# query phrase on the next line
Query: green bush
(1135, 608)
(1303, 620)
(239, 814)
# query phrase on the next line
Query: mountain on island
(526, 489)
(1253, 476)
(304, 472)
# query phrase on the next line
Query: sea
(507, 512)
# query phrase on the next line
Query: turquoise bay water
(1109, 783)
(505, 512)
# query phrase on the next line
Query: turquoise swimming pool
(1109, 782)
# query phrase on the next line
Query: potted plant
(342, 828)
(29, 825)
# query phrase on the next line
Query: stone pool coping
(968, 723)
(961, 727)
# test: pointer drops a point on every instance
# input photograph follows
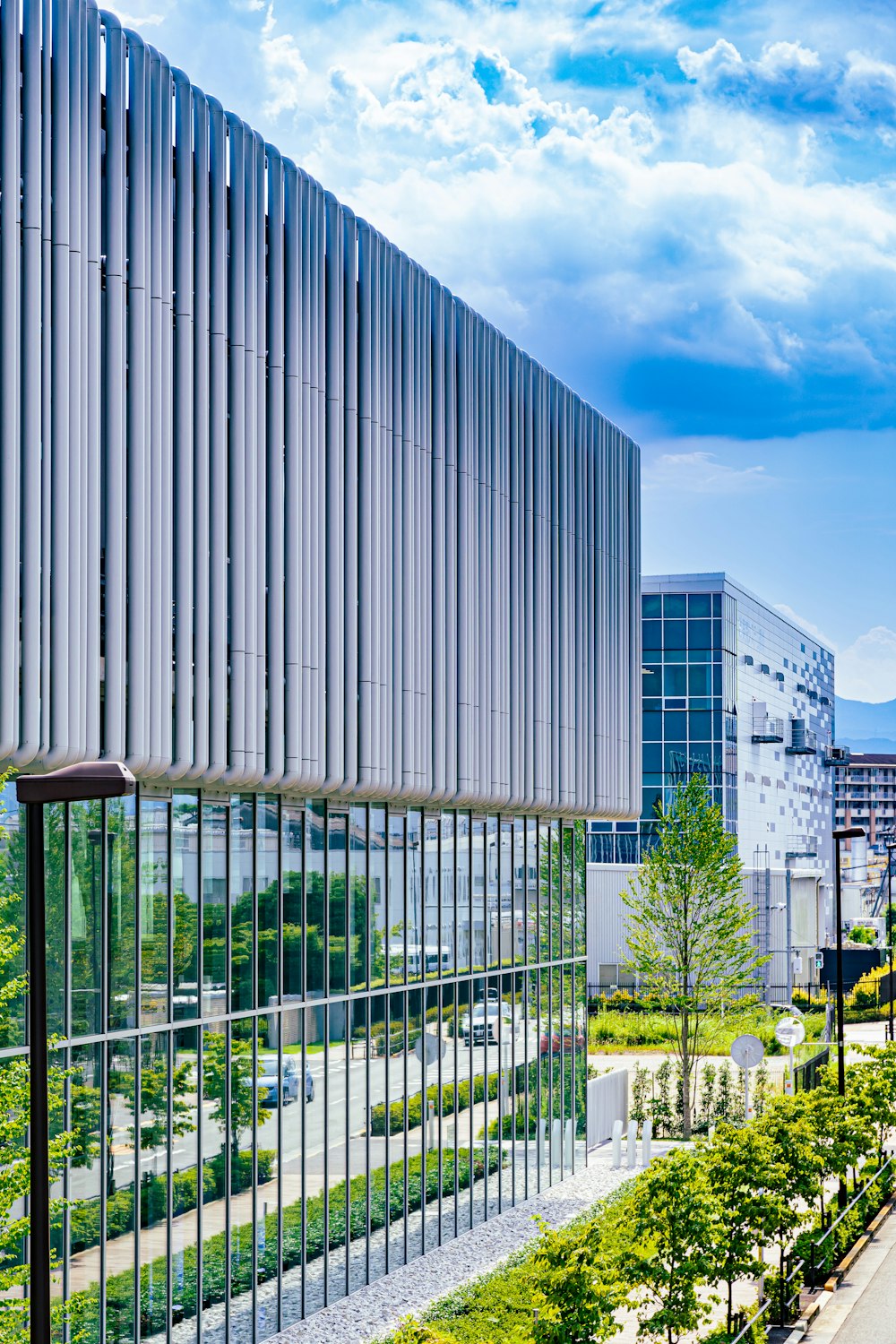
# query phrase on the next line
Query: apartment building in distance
(735, 690)
(866, 795)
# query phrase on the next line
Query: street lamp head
(77, 782)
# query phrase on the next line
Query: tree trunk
(685, 1075)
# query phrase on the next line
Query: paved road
(872, 1319)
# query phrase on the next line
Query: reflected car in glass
(271, 1086)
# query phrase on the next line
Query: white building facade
(735, 690)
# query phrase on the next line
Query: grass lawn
(613, 1031)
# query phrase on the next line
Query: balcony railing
(769, 730)
(802, 739)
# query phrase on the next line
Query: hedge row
(85, 1306)
(450, 1104)
(153, 1198)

++++++

**Task directions:** Write every line of the records above as a JSON list of strings, one string per line, skipping blank lines and leaving out the pictures.

**Answer to this problem:**
[
  "# query phrase on the next line",
  "Query: green bush",
  "(1135, 608)",
  "(1303, 620)",
  "(239, 814)",
  "# query phrase on the next line",
  "Query: mountain on island",
  "(526, 489)",
  "(1253, 476)",
  "(304, 472)",
  "# query phrase on the next line",
  "Query: sea",
  "(507, 512)",
  "# query phrase on the next line",
  "Query: turquoise bay water",
  "(1109, 783)",
  "(505, 512)",
  "# query phrase on the next line",
  "Query: turquoise swimming pool",
  "(1109, 782)",
  "# query phrase on the next line",
  "Query: potted plant",
  "(342, 828)",
  "(29, 825)",
  "# query phrase on the next line",
  "Query: stone pool coping",
  "(968, 723)",
  "(961, 727)",
  "# test: pointer drops a point on every instance",
  "# input photograph follows",
  "# query phrase on the next line",
  "Query: apartment building in distance",
  "(735, 690)",
  "(866, 795)",
  "# query phrase on the next line",
  "Query: street lamp head",
  "(77, 782)",
  "# query phrase on the next line",
  "Query: tree trunk",
  "(685, 1075)",
  "# query phrase on the next line",
  "Query: paved road",
  "(872, 1319)",
  "# query phrase on the next line",
  "Query: reflected car in glass",
  "(271, 1086)",
  "# query phrase on the next line",
  "Query: white building facade",
  "(735, 690)",
  "# query phrase on the next line",
  "Query: grass lawn",
  "(613, 1031)",
  "# query phrase on the next line",
  "Query: balcony railing",
  "(769, 730)",
  "(802, 739)",
  "# query phrase on the next line",
  "Query: hedge row",
  "(85, 1306)",
  "(450, 1104)",
  "(153, 1198)"
]